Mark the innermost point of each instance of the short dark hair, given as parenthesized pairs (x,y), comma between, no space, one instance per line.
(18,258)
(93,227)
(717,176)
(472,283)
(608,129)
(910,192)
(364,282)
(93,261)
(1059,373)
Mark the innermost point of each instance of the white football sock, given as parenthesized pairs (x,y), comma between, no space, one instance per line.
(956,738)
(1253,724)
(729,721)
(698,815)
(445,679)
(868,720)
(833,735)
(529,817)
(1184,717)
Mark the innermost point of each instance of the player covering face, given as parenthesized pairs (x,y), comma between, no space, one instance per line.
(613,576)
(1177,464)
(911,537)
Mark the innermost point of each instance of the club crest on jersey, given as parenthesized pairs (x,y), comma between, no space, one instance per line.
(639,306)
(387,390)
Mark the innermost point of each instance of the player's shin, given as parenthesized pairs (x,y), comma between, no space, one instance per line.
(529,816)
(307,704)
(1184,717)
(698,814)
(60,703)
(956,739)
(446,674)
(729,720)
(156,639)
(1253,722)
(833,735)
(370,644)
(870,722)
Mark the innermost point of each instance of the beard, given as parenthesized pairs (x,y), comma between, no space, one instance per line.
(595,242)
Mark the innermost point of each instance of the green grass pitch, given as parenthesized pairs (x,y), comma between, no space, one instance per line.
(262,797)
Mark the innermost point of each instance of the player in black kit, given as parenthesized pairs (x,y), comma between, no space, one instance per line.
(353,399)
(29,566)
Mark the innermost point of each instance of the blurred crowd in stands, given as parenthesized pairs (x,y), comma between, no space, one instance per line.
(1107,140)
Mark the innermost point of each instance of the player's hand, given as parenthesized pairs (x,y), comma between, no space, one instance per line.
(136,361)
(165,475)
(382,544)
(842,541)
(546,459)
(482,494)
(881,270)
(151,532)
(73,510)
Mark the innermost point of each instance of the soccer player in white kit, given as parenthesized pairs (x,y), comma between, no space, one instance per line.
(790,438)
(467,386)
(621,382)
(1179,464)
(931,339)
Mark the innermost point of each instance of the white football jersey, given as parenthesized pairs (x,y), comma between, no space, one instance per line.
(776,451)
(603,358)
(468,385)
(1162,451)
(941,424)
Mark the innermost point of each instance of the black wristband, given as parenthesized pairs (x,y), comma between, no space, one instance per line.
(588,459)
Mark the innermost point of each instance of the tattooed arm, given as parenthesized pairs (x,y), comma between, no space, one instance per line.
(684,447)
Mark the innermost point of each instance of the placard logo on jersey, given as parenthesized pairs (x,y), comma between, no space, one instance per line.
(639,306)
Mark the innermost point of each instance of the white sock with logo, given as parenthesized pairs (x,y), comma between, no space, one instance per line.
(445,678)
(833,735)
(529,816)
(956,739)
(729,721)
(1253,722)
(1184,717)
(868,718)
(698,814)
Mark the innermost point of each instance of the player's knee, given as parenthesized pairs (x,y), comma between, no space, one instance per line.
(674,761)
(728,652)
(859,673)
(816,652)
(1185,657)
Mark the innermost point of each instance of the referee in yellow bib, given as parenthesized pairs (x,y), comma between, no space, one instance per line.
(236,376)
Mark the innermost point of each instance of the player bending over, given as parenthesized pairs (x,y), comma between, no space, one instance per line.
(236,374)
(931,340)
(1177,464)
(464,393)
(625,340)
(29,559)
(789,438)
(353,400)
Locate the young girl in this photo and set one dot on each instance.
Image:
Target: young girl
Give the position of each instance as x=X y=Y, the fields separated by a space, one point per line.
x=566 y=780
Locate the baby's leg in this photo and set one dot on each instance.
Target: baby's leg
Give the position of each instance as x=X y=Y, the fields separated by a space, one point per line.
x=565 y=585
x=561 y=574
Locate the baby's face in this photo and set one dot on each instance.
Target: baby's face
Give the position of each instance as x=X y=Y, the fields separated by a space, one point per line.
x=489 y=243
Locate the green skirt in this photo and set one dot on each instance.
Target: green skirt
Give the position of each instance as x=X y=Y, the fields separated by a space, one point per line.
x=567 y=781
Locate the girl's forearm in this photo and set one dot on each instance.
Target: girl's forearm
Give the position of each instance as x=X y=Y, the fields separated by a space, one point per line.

* * * * * * * * *

▶ Prompt
Format every line of the items above as a numbered list, leaving out blank lines.

▶ Result for this exercise
1. Mark the innermost point of each instance of the short dark hair, given as parenthesized pairs (x,y), comma between, no space, one instance per line.
2. (18,258)
3. (93,227)
4. (717,176)
5. (472,283)
6. (608,129)
7. (910,192)
8. (364,282)
9. (93,261)
10. (1059,373)
11. Mark the innermost point of each instance of the white football sock, given as parenthesized pairs (x,y), comma between, no space, one instance per line.
12. (956,738)
13. (1253,724)
14. (729,721)
15. (698,815)
16. (445,679)
17. (868,720)
18. (833,735)
19. (529,817)
20. (1184,717)
21. Mark the innermost point of each instance of the player covering face, given as parenthesized pairs (x,y), comma between, no space, one instance per line.
22. (613,576)
23. (1177,464)
24. (911,537)
25. Mark the innermost point of each instance of the club crest on jersey, given as parenthesized pairs (x,y), comma between, no space, one instance per line.
26. (639,306)
27. (387,390)
28. Mark the innermost point of each instance of the player's shin, given as parenthesized pairs (x,y), comma between, no space, one instance per line.
29. (529,816)
30. (307,704)
31. (1184,717)
32. (698,814)
33. (60,703)
34. (956,739)
35. (446,674)
36. (729,720)
37. (156,639)
38. (1253,722)
39. (833,735)
40. (370,644)
41. (870,722)
42. Mark the innermost point of each instance of the beard, given as parenthesized pairs (x,y), comma between, no space, one instance per line.
43. (595,242)
44. Mark the innermost point of each instance of the green grass pitch, given as parenthesized pairs (x,y), comma between, no space, one instance per line.
45. (262,797)
46. Mark the innermost point of each instance of the player in black kit, given as parenthesized pairs (x,y), comma between, no space, one instance per line.
47. (353,399)
48. (29,566)
49. Mark the innermost point of each instance of the blurred crowd in stands, given as parenthesized pairs (x,y), comma between, no space, one instance per line.
50. (1107,140)
51. Mark the innermost point of each instance of the player's hand, given as parenthesized pairs (x,y), comma between, no space, one instance per line.
52. (136,361)
53. (165,475)
54. (382,544)
55. (842,541)
56. (546,459)
57. (482,494)
58. (881,270)
59. (151,532)
60. (73,510)
61. Mark the innermost point of each instance of the soccer player in white kit, given as parenthesized pairs (x,y), comma between, no space, one instance per line.
62. (790,438)
63. (467,386)
64. (621,382)
65. (1179,464)
66. (931,339)
67. Mark the innermost point of each instance of the white football jersey, given as parenthesized pairs (x,y), comma between, no space, one instance per line.
68. (776,451)
69. (603,358)
70. (468,385)
71. (1162,451)
72. (941,424)
73. Mark the innermost point of each instance of the black wristband, given as parenthesized pairs (x,y), comma between, no space, one instance per line.
74. (588,459)
75. Mark the innermost point of each instance of the tattooed arm, given as parenthesized pairs (x,y), comma between, no space, one instance per line.
76. (684,447)
77. Mark the innermost point of each instance of the placard logo on jersey, given as parenthesized pairs (x,y), comma between, no space, one instance per line.
78. (639,306)
79. Mark the innermost point of each instance of the white sock with logo, given as parenthesized pairs (x,y), comma between, no space, one instance per line.
80. (445,678)
81. (833,735)
82. (529,816)
83. (956,739)
84. (729,721)
85. (1253,722)
86. (1184,717)
87. (868,718)
88. (698,814)
89. Mark the innermost point of each instance of the player's knee, given as parenthesized pairs (x,y), comma between, no space, one instance per line.
90. (674,761)
91. (728,652)
92. (859,673)
93. (816,652)
94. (1185,657)
95. Mark the innermost point of each instance of the referee in yellow bib, given as parenthesized pairs (x,y), comma between, no space, one instance per line.
96. (236,376)
97. Mark the innermost point of each instance of the player bending over, given as parenthesized pairs (x,y), comma between, no space, one instance per line.
98. (236,374)
99. (931,340)
100. (1177,464)
101. (464,393)
102. (625,340)
103. (29,559)
104. (789,438)
105. (353,400)
106. Locate the young girl in this photo and set one dot on each instance.
107. Image:
108. Target: young girl
109. Give the position of each instance as x=X y=Y, the fields separated by a space, one point per line.
110. x=566 y=780
111. Locate the baby's leg in this photo and set one dot on each instance.
112. Target: baby's leg
113. Give the position of each instance as x=X y=Y, the fields separated by a space, one point per line.
114. x=565 y=585
115. x=561 y=574
116. Locate the baby's face in this photo and set one dot on each instance.
117. Target: baby's face
118. Give the position of each instance as x=X y=Y, the fields separated by a space, one point per line.
119. x=489 y=243
120. Locate the green skirt in this photo and set one dot on each instance.
121. Target: green skirt
122. Give the position of each instance as x=X y=Y, the fields separated by a space, one point per line.
123. x=567 y=781
124. Locate the girl's forearm in this photo and set one dot on each instance.
125. Target: girl's forearm
126. Give the position of each instance as x=X y=Y, the fields separated by a space, one point per line.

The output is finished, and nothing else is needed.